> [AVAILABLE DATA]:
○ ○ ○ ○ ○

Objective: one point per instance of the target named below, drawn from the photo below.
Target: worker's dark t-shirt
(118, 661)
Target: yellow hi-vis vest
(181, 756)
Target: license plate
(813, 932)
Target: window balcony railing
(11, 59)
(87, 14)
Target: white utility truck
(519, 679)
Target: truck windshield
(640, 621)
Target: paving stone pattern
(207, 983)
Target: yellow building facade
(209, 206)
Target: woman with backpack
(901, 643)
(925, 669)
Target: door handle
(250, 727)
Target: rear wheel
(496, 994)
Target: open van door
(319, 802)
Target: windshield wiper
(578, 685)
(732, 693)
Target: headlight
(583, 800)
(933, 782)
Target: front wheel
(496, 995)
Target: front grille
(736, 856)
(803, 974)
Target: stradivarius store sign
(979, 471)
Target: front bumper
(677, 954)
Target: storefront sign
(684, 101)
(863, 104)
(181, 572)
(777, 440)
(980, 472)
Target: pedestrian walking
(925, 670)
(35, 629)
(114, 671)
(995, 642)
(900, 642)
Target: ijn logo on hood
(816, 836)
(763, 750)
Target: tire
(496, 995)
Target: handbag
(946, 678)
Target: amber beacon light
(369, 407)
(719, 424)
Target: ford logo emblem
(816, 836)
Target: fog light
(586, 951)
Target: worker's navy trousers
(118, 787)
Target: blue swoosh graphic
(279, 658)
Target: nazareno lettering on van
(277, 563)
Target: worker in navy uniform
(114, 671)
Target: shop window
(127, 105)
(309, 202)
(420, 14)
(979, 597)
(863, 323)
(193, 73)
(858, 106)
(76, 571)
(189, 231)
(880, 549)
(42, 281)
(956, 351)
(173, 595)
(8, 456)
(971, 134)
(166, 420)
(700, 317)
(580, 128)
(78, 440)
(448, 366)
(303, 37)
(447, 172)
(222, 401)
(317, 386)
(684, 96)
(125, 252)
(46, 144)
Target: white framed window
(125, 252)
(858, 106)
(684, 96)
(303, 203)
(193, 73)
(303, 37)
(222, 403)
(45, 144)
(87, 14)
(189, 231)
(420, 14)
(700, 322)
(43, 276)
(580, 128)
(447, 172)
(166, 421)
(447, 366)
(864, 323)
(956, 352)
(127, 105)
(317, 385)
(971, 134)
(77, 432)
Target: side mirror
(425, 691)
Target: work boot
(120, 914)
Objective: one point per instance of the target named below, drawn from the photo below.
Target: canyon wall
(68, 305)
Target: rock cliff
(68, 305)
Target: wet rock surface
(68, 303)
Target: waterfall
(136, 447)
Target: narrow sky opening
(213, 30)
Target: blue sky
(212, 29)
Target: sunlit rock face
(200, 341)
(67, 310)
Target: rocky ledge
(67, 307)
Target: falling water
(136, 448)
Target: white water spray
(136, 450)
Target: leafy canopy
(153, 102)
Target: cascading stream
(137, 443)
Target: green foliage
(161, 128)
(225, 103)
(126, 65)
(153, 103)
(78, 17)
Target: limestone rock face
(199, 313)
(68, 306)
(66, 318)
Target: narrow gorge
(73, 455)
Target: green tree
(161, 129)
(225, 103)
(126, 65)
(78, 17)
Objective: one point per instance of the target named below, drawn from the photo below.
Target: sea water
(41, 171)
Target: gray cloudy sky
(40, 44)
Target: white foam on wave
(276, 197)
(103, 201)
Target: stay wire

○ ○ ○ ○ ○

Exactly as given, repeat each line above.

> [RESPONSE TO THE TASK]:
Objective: one point per instance of the target named below, drawn from the photo below.
Target: worker's dark t-shirt
(118, 661)
Target: yellow hi-vis vest
(181, 756)
Target: license plate
(813, 932)
Target: window balcony railing
(11, 59)
(87, 14)
Target: white utility truck
(519, 679)
Target: truck windshield
(640, 621)
Target: paving stone pattern
(207, 983)
Target: yellow building facade
(209, 206)
Target: woman with backpack
(901, 643)
(925, 669)
Target: door handle
(250, 727)
Target: rear wheel
(496, 994)
Target: open van door
(319, 802)
Target: windshield wiper
(578, 685)
(732, 693)
Target: headlight
(583, 800)
(933, 782)
Target: front wheel
(496, 995)
Target: front grille
(736, 856)
(803, 974)
Target: stradivarius store sign
(979, 471)
Target: front bumper
(677, 954)
Target: storefront sign
(684, 101)
(863, 104)
(181, 572)
(777, 440)
(980, 472)
Target: pedestrian walking
(925, 670)
(35, 629)
(114, 671)
(995, 642)
(900, 642)
Target: ijn logo on hood
(816, 836)
(763, 750)
Target: tire
(496, 995)
Target: handbag
(946, 678)
Target: amber beacon light
(369, 407)
(719, 424)
Target: ford logo emblem
(816, 836)
Target: fog light
(586, 951)
Target: worker's navy trousers
(118, 787)
Target: blue swoosh graphic
(279, 658)
Target: nazareno lettering on van
(277, 563)
Target: worker in navy uniform
(114, 671)
Target: shop window
(127, 105)
(309, 202)
(420, 14)
(979, 597)
(863, 323)
(193, 73)
(858, 106)
(76, 571)
(189, 231)
(880, 549)
(42, 281)
(956, 351)
(173, 595)
(8, 456)
(971, 134)
(166, 420)
(700, 317)
(580, 128)
(78, 440)
(448, 366)
(303, 37)
(447, 172)
(222, 401)
(317, 386)
(684, 96)
(125, 252)
(46, 144)
Target: white framed window
(125, 252)
(858, 106)
(684, 96)
(303, 203)
(193, 73)
(303, 37)
(222, 403)
(45, 144)
(87, 14)
(189, 231)
(420, 14)
(700, 322)
(43, 276)
(580, 128)
(447, 172)
(166, 421)
(447, 366)
(864, 323)
(956, 352)
(127, 105)
(317, 385)
(971, 134)
(77, 432)
Target: side mirror
(425, 691)
Target: work boot
(120, 914)
Objective: one point per instance of the target named below, drawn from the photo below.
Target: canyon wall
(68, 305)
Target: rock cliff
(68, 305)
Target: wet rock surface
(68, 303)
Target: waterfall
(136, 447)
Target: narrow sky opening
(213, 30)
Target: blue sky
(212, 29)
Target: sunlit rock face
(200, 341)
(67, 310)
Target: rocky ledge
(67, 307)
Target: falling water
(136, 448)
Target: white water spray
(136, 450)
Target: leafy canopy
(153, 102)
Target: cascading stream
(137, 443)
Target: green foliage
(161, 128)
(225, 103)
(126, 65)
(153, 103)
(78, 17)
Target: limestone rock face
(199, 313)
(68, 306)
(66, 318)
Target: narrow gorge
(73, 455)
Target: green tree
(161, 129)
(225, 103)
(126, 65)
(78, 17)
Objective: one point per instance of the target named below, drawn from the photo below.
Target: sea water
(41, 171)
Target: gray cloudy sky
(40, 44)
Target: white foam on wave
(276, 197)
(103, 201)
Target: stay wire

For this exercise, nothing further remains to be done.